— begin EXERCISE MATERIAL —
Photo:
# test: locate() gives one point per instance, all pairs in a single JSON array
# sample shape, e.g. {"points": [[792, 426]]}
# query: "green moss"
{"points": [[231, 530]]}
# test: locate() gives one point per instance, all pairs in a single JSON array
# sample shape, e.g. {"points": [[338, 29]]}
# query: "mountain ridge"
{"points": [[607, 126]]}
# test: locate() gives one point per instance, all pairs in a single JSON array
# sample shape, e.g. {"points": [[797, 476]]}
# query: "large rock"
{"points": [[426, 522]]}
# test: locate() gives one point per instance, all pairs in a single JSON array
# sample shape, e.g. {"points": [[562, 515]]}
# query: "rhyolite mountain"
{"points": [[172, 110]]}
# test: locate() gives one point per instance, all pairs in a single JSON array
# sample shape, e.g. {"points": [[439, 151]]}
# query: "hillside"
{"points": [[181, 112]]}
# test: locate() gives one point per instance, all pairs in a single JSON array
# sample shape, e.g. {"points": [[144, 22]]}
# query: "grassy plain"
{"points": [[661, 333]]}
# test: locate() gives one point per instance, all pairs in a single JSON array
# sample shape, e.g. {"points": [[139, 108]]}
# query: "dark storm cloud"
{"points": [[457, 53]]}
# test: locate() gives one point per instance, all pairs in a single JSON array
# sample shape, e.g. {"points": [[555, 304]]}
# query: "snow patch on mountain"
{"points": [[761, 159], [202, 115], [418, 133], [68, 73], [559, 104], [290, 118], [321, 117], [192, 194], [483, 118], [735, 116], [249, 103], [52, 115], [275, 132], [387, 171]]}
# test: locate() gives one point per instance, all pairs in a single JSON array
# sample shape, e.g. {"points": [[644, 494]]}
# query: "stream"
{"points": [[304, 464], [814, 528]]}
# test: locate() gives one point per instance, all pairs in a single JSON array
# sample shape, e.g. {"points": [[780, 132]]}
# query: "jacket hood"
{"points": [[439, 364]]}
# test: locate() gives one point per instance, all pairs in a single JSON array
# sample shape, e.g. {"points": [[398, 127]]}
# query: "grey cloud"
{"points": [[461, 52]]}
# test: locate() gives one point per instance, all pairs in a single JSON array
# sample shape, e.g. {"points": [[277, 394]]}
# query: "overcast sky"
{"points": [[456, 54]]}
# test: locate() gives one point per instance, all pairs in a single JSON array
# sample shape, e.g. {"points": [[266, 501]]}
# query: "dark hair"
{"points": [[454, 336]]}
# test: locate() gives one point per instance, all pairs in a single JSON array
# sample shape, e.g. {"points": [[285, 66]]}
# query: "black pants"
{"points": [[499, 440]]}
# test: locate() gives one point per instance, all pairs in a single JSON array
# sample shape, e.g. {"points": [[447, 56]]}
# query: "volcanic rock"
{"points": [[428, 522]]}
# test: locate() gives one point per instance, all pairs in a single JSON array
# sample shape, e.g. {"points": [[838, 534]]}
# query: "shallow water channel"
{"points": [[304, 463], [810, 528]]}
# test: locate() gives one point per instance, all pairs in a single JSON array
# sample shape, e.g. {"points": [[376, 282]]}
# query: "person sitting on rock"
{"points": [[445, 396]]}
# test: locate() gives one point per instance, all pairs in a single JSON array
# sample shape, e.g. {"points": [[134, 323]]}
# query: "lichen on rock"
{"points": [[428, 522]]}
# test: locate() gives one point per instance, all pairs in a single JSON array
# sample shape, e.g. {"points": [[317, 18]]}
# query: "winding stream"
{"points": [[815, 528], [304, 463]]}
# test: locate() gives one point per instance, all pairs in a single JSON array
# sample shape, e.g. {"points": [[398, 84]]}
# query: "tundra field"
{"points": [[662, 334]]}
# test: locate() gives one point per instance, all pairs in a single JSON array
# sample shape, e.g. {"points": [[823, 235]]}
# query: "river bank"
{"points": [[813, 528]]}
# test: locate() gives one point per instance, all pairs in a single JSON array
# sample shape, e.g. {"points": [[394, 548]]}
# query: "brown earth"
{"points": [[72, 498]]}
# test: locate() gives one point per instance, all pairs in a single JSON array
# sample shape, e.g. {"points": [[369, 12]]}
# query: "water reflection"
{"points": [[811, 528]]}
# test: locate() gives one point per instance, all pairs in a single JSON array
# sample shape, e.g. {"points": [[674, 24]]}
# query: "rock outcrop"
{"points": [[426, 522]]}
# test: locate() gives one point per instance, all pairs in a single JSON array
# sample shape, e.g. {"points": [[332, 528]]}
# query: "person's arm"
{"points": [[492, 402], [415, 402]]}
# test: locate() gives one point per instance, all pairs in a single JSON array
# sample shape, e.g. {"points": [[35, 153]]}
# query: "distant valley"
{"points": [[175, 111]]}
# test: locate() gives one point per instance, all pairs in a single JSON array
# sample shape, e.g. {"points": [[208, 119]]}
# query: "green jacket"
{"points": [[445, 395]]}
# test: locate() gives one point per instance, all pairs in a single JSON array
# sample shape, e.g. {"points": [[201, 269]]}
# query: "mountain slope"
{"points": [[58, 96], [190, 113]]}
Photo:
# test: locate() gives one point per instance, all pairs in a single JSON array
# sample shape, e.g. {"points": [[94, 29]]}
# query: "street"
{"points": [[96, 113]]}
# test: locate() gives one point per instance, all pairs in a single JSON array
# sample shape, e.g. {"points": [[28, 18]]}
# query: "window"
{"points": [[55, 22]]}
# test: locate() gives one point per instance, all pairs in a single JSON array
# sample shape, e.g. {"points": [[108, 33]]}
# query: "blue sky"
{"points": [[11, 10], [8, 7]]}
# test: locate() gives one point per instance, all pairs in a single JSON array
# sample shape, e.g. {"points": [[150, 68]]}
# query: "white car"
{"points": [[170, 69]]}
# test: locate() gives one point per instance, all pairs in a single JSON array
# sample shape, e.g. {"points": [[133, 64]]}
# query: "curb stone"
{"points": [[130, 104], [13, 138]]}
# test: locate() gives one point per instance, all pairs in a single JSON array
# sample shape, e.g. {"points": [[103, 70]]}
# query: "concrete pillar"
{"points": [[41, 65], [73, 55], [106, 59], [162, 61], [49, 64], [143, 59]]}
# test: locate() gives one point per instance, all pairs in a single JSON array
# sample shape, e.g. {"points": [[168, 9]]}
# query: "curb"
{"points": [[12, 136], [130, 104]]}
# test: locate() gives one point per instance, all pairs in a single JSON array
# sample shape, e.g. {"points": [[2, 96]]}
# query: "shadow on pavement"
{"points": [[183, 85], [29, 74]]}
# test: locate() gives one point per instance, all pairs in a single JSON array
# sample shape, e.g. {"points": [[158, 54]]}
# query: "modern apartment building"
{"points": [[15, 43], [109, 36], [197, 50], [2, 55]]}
— end EXERCISE MATERIAL —
— begin EXERCISE MATERIAL —
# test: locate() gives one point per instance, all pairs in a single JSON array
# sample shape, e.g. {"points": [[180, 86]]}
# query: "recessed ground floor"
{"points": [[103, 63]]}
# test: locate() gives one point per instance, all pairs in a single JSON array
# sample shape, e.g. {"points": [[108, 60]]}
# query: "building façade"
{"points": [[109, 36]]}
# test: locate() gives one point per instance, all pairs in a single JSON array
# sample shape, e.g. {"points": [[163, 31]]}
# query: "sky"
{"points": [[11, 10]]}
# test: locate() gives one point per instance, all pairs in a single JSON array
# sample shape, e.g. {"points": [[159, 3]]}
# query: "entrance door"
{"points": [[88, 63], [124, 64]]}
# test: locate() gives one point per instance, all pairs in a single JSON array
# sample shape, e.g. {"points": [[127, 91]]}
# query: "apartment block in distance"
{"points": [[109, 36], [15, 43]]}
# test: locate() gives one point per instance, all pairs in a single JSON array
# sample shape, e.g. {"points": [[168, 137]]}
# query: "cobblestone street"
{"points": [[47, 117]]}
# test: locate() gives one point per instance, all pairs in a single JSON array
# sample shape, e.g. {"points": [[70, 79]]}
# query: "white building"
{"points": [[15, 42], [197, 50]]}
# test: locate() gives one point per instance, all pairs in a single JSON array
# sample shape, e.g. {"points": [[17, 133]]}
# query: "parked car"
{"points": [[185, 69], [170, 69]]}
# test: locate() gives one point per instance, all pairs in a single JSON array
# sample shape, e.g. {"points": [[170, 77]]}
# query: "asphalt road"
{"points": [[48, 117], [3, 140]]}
— end EXERCISE MATERIAL —
■ **WORK REQUIRED**: Gather every line of the items that contains the string "green", treating case as significant.

■ **WORKED ANSWER**:
# query: "green moss"
# query: "green jacket"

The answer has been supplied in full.